WHAT YOU ARE ASKED TO DO =
Could you write out, word for word, the stretch of lines from the one containing "Find the weathered wooden wall in this photo." through the one containing "[480, 198, 621, 508]", both included, and nothing else?

GIVEN ENTRIES =

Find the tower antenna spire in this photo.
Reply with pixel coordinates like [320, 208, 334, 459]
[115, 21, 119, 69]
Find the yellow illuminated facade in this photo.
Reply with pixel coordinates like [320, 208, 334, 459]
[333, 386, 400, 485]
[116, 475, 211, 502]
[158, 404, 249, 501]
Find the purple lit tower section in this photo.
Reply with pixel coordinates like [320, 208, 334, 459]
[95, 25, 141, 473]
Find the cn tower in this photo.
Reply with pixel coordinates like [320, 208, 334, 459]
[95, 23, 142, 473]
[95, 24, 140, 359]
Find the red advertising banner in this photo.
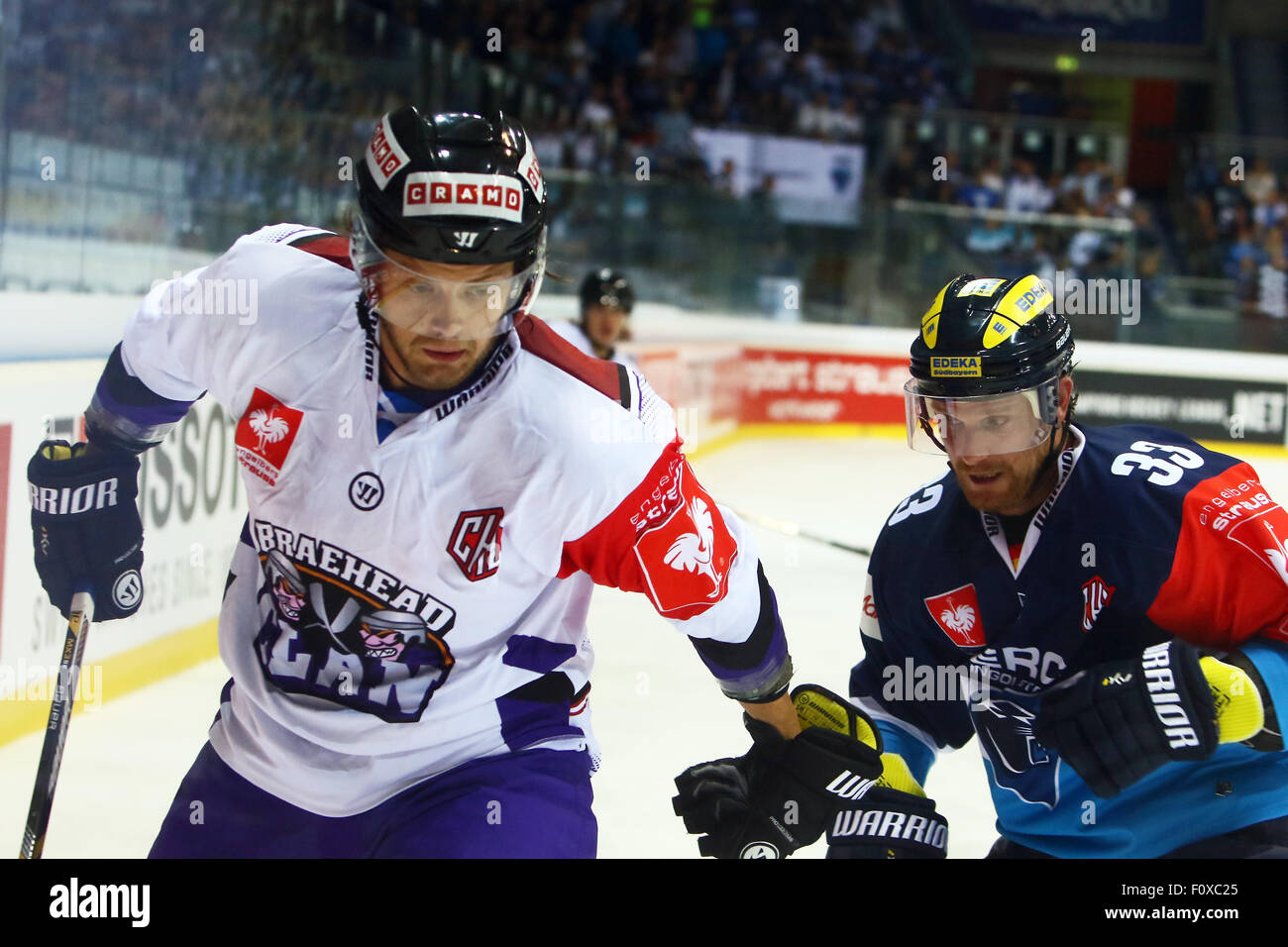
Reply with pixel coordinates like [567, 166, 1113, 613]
[738, 348, 909, 425]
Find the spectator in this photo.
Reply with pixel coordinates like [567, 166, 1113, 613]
[1006, 158, 1055, 214]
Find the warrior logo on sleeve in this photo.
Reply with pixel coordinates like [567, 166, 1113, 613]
[253, 520, 456, 723]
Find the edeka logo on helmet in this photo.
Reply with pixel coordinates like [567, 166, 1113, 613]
[349, 106, 546, 389]
[905, 274, 1073, 514]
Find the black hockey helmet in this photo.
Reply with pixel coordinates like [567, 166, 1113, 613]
[351, 106, 546, 329]
[905, 273, 1073, 454]
[579, 266, 635, 320]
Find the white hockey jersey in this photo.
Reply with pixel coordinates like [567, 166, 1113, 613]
[103, 226, 790, 815]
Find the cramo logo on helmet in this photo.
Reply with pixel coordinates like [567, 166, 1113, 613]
[368, 115, 408, 191]
[403, 171, 523, 223]
[930, 356, 980, 377]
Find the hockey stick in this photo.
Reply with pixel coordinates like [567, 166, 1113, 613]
[734, 509, 872, 557]
[18, 588, 94, 858]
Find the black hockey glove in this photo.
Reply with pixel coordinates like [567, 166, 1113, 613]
[1034, 639, 1219, 798]
[671, 686, 881, 858]
[27, 441, 143, 621]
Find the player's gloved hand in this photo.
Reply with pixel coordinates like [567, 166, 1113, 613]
[827, 753, 948, 858]
[1034, 639, 1226, 798]
[27, 441, 143, 621]
[671, 685, 881, 858]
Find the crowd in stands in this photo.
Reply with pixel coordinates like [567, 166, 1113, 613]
[445, 0, 950, 176]
[1182, 146, 1288, 320]
[4, 0, 1288, 337]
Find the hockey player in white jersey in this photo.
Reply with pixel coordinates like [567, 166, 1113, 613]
[29, 107, 880, 857]
[550, 266, 639, 371]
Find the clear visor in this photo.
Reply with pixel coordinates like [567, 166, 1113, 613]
[903, 377, 1059, 458]
[349, 218, 545, 340]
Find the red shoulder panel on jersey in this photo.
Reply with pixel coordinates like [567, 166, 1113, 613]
[1149, 463, 1288, 648]
[287, 233, 353, 269]
[559, 438, 738, 620]
[515, 316, 631, 408]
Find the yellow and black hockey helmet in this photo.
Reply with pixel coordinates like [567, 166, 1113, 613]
[905, 273, 1073, 454]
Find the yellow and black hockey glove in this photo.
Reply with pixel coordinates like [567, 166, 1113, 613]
[1034, 639, 1266, 798]
[671, 685, 881, 858]
[793, 684, 948, 858]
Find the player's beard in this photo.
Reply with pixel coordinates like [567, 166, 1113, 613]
[948, 443, 1055, 517]
[380, 322, 496, 391]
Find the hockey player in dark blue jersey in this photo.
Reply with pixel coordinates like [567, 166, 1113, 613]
[828, 275, 1288, 858]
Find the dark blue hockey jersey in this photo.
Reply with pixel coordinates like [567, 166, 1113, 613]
[850, 425, 1288, 857]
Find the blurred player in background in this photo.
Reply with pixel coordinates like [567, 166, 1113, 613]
[550, 266, 639, 371]
[828, 275, 1288, 858]
[29, 107, 880, 857]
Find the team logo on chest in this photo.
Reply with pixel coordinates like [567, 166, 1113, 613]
[1082, 576, 1115, 631]
[447, 506, 505, 582]
[235, 388, 304, 487]
[922, 583, 984, 648]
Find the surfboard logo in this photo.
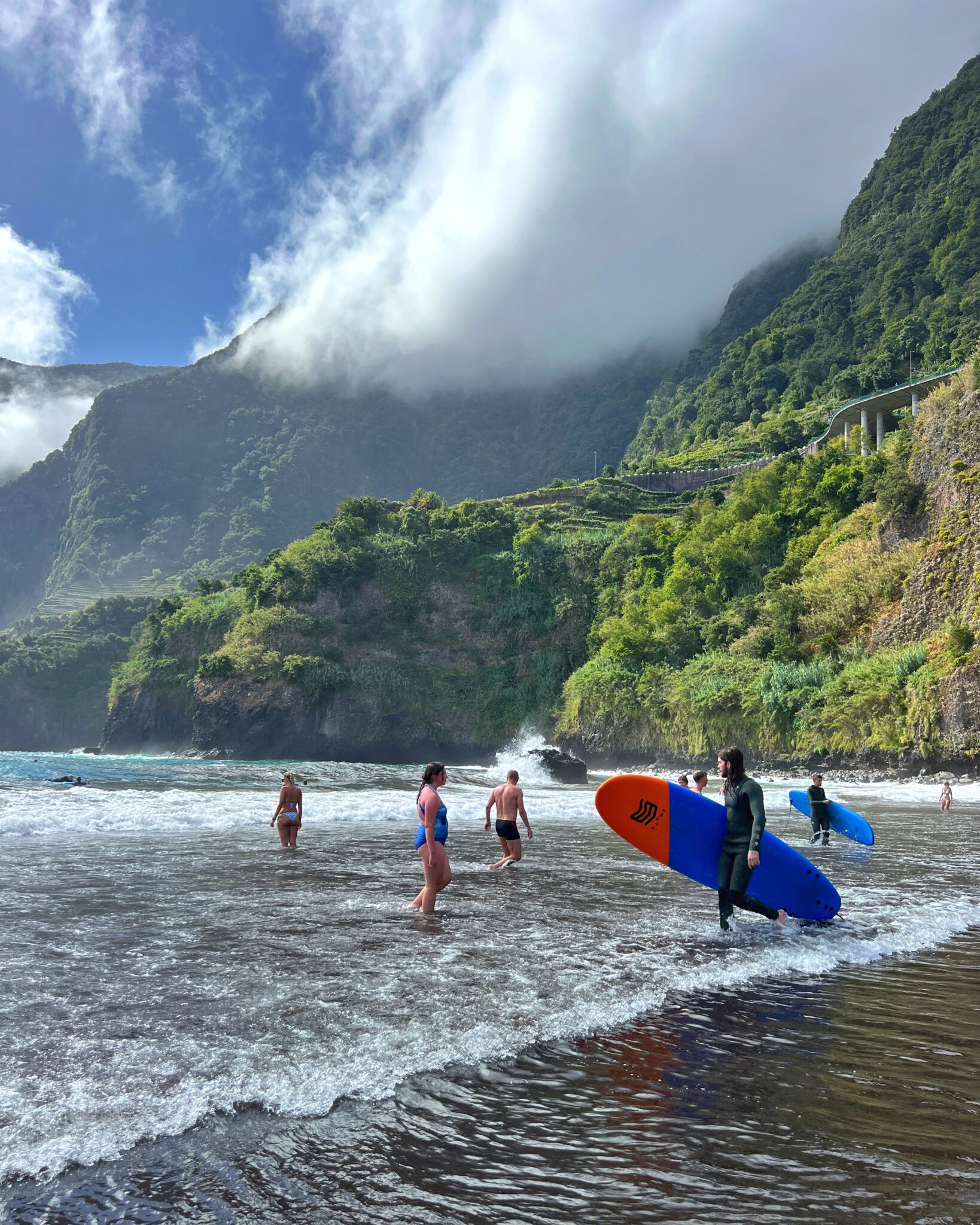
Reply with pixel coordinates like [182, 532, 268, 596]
[629, 800, 661, 825]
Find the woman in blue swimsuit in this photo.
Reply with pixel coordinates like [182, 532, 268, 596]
[412, 762, 452, 914]
[269, 769, 303, 846]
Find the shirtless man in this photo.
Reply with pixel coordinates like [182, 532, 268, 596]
[484, 769, 534, 867]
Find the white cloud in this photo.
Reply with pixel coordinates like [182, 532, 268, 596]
[0, 377, 98, 484]
[0, 224, 92, 364]
[196, 0, 980, 388]
[0, 0, 185, 215]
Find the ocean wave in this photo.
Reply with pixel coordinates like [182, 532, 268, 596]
[0, 897, 980, 1180]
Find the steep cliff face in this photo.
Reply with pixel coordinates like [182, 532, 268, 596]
[871, 373, 980, 645]
[104, 485, 641, 761]
[102, 688, 194, 754]
[0, 325, 661, 627]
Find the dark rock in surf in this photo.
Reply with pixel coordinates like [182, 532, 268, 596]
[529, 748, 588, 783]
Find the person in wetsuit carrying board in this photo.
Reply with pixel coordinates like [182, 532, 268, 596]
[806, 774, 830, 846]
[718, 748, 786, 931]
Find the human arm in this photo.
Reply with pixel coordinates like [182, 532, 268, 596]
[517, 787, 534, 838]
[742, 778, 766, 867]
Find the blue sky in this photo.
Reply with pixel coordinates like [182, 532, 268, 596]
[0, 0, 980, 388]
[0, 0, 330, 364]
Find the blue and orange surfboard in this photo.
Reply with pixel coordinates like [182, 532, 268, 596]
[595, 774, 841, 919]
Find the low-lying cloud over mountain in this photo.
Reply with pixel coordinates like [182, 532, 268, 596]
[197, 0, 980, 391]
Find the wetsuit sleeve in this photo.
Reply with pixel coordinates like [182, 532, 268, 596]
[744, 778, 766, 850]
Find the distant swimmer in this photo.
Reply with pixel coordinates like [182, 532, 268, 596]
[806, 774, 830, 846]
[269, 769, 303, 846]
[484, 769, 534, 869]
[412, 762, 452, 914]
[718, 748, 786, 931]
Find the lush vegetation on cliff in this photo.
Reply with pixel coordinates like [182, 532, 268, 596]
[0, 596, 156, 749]
[104, 482, 664, 755]
[559, 373, 976, 754]
[0, 343, 661, 626]
[627, 57, 980, 470]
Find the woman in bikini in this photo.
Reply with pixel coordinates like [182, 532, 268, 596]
[412, 762, 452, 914]
[269, 769, 303, 846]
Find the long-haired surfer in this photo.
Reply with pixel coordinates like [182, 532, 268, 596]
[718, 748, 786, 931]
[269, 769, 303, 846]
[412, 762, 452, 914]
[484, 769, 534, 867]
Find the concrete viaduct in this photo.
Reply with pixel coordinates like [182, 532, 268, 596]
[620, 366, 959, 493]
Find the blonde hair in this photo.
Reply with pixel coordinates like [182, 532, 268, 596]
[421, 762, 446, 787]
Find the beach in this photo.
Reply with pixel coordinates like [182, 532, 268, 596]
[0, 746, 980, 1225]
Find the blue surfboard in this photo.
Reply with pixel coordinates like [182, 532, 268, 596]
[595, 774, 841, 919]
[789, 790, 875, 846]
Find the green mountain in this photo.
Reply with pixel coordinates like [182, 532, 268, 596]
[105, 482, 674, 761]
[0, 342, 661, 624]
[0, 358, 174, 484]
[558, 362, 980, 762]
[105, 367, 980, 761]
[0, 595, 157, 751]
[623, 56, 980, 471]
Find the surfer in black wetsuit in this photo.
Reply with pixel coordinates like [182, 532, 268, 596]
[806, 774, 830, 846]
[718, 748, 786, 931]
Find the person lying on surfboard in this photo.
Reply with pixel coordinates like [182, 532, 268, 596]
[718, 748, 786, 931]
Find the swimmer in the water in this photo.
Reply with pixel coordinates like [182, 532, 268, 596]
[269, 769, 303, 846]
[412, 762, 452, 914]
[484, 769, 534, 867]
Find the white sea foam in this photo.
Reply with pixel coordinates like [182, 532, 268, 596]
[0, 898, 980, 1177]
[0, 758, 980, 1176]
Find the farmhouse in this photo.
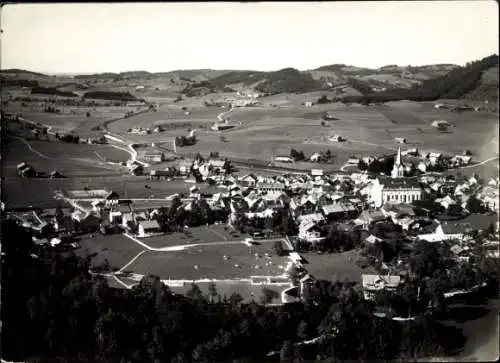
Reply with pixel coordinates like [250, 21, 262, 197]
[137, 220, 162, 238]
[137, 150, 165, 163]
[361, 274, 401, 300]
[299, 222, 326, 244]
[274, 156, 293, 163]
[210, 122, 234, 131]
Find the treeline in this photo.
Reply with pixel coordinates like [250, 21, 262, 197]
[0, 78, 40, 87]
[343, 54, 498, 104]
[1, 221, 464, 362]
[255, 68, 322, 95]
[31, 87, 78, 97]
[83, 91, 140, 101]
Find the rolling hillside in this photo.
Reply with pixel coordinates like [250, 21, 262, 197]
[0, 55, 498, 102]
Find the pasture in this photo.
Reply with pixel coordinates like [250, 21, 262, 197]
[75, 234, 144, 269]
[142, 225, 240, 248]
[301, 251, 375, 282]
[146, 101, 498, 173]
[124, 243, 288, 280]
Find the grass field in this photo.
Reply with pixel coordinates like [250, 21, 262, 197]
[75, 234, 143, 269]
[143, 225, 241, 248]
[125, 243, 288, 280]
[170, 281, 288, 304]
[301, 251, 374, 282]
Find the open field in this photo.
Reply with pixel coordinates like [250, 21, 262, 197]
[2, 139, 128, 176]
[142, 225, 242, 248]
[75, 234, 144, 269]
[301, 251, 374, 282]
[170, 281, 288, 304]
[124, 243, 288, 280]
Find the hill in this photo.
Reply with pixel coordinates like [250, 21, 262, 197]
[346, 54, 498, 103]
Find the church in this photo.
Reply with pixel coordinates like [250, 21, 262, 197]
[370, 148, 423, 208]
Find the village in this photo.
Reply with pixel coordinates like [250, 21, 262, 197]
[9, 141, 499, 312]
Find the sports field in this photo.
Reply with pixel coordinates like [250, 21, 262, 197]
[75, 234, 144, 270]
[124, 241, 288, 280]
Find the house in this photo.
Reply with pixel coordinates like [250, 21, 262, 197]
[299, 221, 326, 244]
[137, 149, 165, 163]
[297, 213, 325, 224]
[354, 210, 387, 229]
[239, 174, 257, 187]
[365, 234, 383, 245]
[450, 244, 470, 262]
[274, 156, 293, 163]
[309, 153, 321, 163]
[321, 203, 358, 218]
[361, 274, 401, 300]
[210, 122, 234, 131]
[179, 159, 194, 175]
[137, 220, 162, 238]
[328, 135, 345, 142]
[73, 212, 101, 233]
[435, 195, 457, 210]
[370, 178, 423, 207]
[255, 182, 285, 192]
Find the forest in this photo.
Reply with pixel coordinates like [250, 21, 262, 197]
[1, 219, 480, 362]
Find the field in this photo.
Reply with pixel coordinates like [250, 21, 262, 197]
[124, 241, 288, 280]
[75, 234, 143, 269]
[301, 251, 374, 282]
[142, 225, 241, 248]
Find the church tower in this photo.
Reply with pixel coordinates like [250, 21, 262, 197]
[391, 147, 405, 179]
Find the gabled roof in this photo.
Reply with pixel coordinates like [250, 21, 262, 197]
[139, 219, 160, 229]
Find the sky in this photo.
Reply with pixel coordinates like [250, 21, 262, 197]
[0, 0, 499, 73]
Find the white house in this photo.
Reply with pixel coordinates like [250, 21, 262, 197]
[299, 221, 326, 244]
[137, 220, 162, 238]
[361, 274, 401, 300]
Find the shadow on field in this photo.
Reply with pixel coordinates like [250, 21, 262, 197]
[447, 306, 490, 323]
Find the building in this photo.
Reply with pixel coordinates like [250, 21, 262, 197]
[370, 178, 423, 208]
[274, 156, 293, 163]
[299, 222, 326, 244]
[137, 220, 162, 238]
[391, 147, 405, 179]
[255, 182, 285, 192]
[137, 149, 165, 163]
[210, 122, 234, 131]
[361, 274, 401, 300]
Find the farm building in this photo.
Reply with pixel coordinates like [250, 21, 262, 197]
[274, 156, 293, 163]
[361, 274, 401, 300]
[328, 135, 345, 142]
[137, 150, 165, 163]
[137, 220, 162, 238]
[211, 122, 234, 131]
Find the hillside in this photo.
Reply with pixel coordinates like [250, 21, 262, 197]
[0, 55, 498, 102]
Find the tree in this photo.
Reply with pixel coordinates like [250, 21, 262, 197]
[208, 282, 217, 303]
[186, 282, 204, 301]
[465, 196, 485, 213]
[273, 241, 285, 256]
[358, 159, 368, 171]
[280, 340, 293, 362]
[260, 287, 280, 304]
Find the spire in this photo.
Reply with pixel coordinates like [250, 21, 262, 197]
[395, 147, 401, 166]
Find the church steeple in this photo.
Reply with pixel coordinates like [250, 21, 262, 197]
[391, 147, 404, 178]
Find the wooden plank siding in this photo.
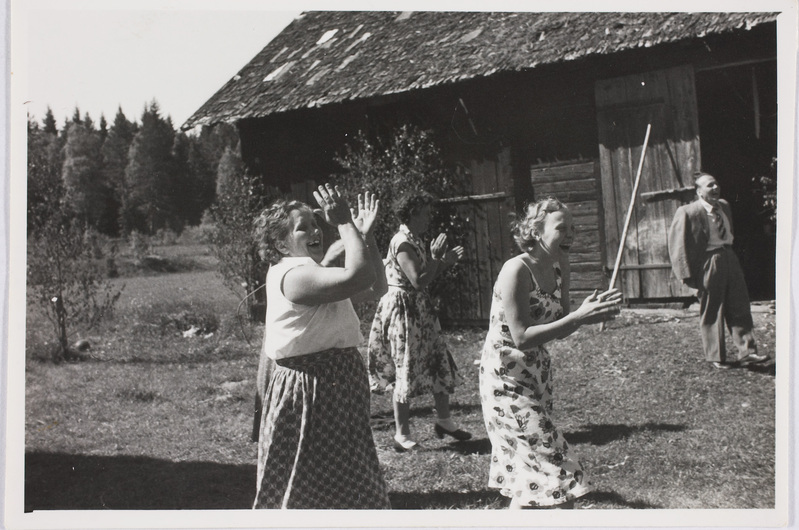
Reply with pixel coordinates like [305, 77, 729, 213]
[530, 160, 608, 307]
[595, 66, 699, 300]
[440, 149, 516, 326]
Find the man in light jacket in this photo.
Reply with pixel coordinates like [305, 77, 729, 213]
[668, 172, 769, 368]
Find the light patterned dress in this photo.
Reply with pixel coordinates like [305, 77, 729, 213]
[480, 257, 591, 506]
[369, 225, 462, 403]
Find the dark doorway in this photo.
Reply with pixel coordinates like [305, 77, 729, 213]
[696, 61, 777, 300]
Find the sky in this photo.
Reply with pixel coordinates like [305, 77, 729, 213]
[18, 0, 300, 128]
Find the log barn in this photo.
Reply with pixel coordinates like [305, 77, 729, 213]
[183, 11, 779, 324]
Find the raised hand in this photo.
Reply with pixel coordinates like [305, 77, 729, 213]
[444, 245, 466, 265]
[351, 191, 380, 233]
[430, 232, 447, 260]
[313, 184, 352, 226]
[575, 288, 622, 324]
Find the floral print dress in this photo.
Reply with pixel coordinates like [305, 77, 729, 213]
[368, 225, 462, 403]
[480, 257, 591, 506]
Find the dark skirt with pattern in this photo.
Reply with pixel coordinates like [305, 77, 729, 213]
[253, 348, 390, 509]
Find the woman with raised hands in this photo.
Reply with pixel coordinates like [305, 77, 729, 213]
[369, 191, 472, 452]
[253, 184, 390, 509]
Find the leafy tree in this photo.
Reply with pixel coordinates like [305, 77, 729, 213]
[332, 125, 470, 310]
[333, 125, 468, 253]
[27, 112, 64, 233]
[186, 137, 218, 226]
[209, 142, 271, 320]
[122, 101, 182, 235]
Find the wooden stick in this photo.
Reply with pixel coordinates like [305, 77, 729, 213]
[608, 123, 652, 289]
[599, 123, 652, 331]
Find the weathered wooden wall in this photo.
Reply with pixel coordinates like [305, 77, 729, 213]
[441, 149, 517, 326]
[596, 65, 701, 299]
[530, 160, 608, 307]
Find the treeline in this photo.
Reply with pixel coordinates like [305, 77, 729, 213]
[28, 101, 239, 236]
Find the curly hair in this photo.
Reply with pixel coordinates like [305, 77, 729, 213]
[691, 171, 716, 187]
[392, 190, 436, 224]
[511, 197, 568, 252]
[253, 199, 311, 265]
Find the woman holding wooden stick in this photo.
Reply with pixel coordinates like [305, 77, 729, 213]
[480, 198, 621, 508]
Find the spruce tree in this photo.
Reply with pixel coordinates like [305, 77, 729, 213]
[124, 101, 180, 234]
[62, 120, 115, 233]
[101, 107, 136, 233]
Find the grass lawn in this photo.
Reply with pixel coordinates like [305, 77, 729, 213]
[25, 242, 775, 510]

ANSWER TO THIS EXERCISE =
Find the weathered wooden wall in this photo.
Reply with pixel coordinates like [305, 77, 729, 213]
[441, 149, 517, 326]
[596, 65, 701, 299]
[530, 160, 608, 307]
Find the treeline in this photo.
Reply with pixel coordinates like [305, 77, 729, 213]
[28, 101, 239, 236]
Find the curly hair in this photo.
Reply with pixel coordinates like [305, 77, 729, 213]
[691, 171, 716, 187]
[392, 190, 436, 224]
[511, 197, 568, 252]
[253, 199, 311, 265]
Find the woman holding wooden stick in this photo.
Reply with pixel coordinates like [305, 77, 729, 213]
[480, 198, 621, 508]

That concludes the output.